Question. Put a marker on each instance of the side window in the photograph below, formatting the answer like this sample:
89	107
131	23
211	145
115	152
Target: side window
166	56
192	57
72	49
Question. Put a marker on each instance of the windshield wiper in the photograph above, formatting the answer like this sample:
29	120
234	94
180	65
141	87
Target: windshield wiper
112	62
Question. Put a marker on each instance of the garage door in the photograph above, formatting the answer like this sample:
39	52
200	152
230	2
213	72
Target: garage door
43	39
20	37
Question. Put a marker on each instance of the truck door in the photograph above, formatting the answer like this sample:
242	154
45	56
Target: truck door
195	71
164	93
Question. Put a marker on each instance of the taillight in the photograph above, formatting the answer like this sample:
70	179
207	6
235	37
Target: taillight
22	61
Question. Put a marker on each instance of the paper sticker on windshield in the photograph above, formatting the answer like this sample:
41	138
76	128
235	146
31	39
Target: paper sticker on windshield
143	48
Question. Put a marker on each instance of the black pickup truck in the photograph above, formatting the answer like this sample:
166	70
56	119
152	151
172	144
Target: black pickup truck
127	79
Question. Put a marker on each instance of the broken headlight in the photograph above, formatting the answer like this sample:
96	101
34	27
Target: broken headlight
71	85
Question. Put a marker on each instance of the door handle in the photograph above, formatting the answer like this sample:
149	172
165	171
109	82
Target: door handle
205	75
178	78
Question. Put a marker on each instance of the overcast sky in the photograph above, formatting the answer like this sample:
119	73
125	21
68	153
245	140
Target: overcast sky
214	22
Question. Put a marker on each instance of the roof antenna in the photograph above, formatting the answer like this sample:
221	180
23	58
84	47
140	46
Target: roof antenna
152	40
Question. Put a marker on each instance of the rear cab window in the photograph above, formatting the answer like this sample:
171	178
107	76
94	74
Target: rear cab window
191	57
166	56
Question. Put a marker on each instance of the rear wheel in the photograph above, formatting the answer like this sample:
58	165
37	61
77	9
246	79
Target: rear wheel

● ● ● ● ● ● ●

Activity
Exactly reproduce all of the entries above.

Written response
Question. Put a marker on each instance of the side window in the photograph below, formatting the answer like this sample:
89	107
131	23
211	145
115	152
Target: side window
166	56
192	57
72	49
Question. Put a marker on each instance of the windshield wiper in the photograph above, formatting the answer like this sample:
29	120
234	94
180	65
141	87
Target: windshield wiper
112	62
Question. Put a marker on each instance of the garage door in the photograph above, formatting the answer like this sample:
39	52
200	152
230	2
213	72
Target: garage door
43	39
20	37
Question. Put a marker on each instance of the truck door in the photograph above, formatting the answer like this sample:
242	154
45	56
Target: truck door
195	71
164	93
Question. Put a marker on each instance of the taillight in the photograph above, formatting the answer like this sample:
70	179
207	6
235	37
Target: taillight
22	61
Question. Put a marker on each instance of the paper sticker on windshield in the photograph above, formatting the answer like this sample:
41	138
76	128
235	146
31	39
Target: paper sticker on windshield
143	48
Question. Put a marker on each instance of the black pickup truck in the photograph above, formatting the answer like this sample:
166	70
56	119
152	151
172	144
Target: black pickup truck
127	79
Question. Put a marker on each instance of the broken headlight in the photograph above, formatting the answer like this sample:
96	101
34	27
Target: broken headlight
71	85
Question. Put a marker on each instance of the door handle in the photograph above, formatting the answer like this sample:
149	172
165	171
109	82
Target: door handle
205	75
178	78
Question. Put a marker on each instance of the overcast sky in the photograph above, formatting the answer like this sample:
119	73
125	21
68	153
245	140
Target: overcast sky
214	22
Question. Put a marker on each instance of the roof antenna in the photograph above, formatting the answer like this sample:
221	180
23	58
84	47
140	46
Target: roof antenna
152	40
Question. Put a marker on each instance of the rear cab window in the photograph above, formatting the answer like this sample:
171	178
107	76
94	74
Target: rear cab window
191	57
166	56
Question. Put a marker on each instance of the rear wheel in the photograph above, formatting the answer like this sample:
58	165
37	61
77	9
246	79
Target: rear wheel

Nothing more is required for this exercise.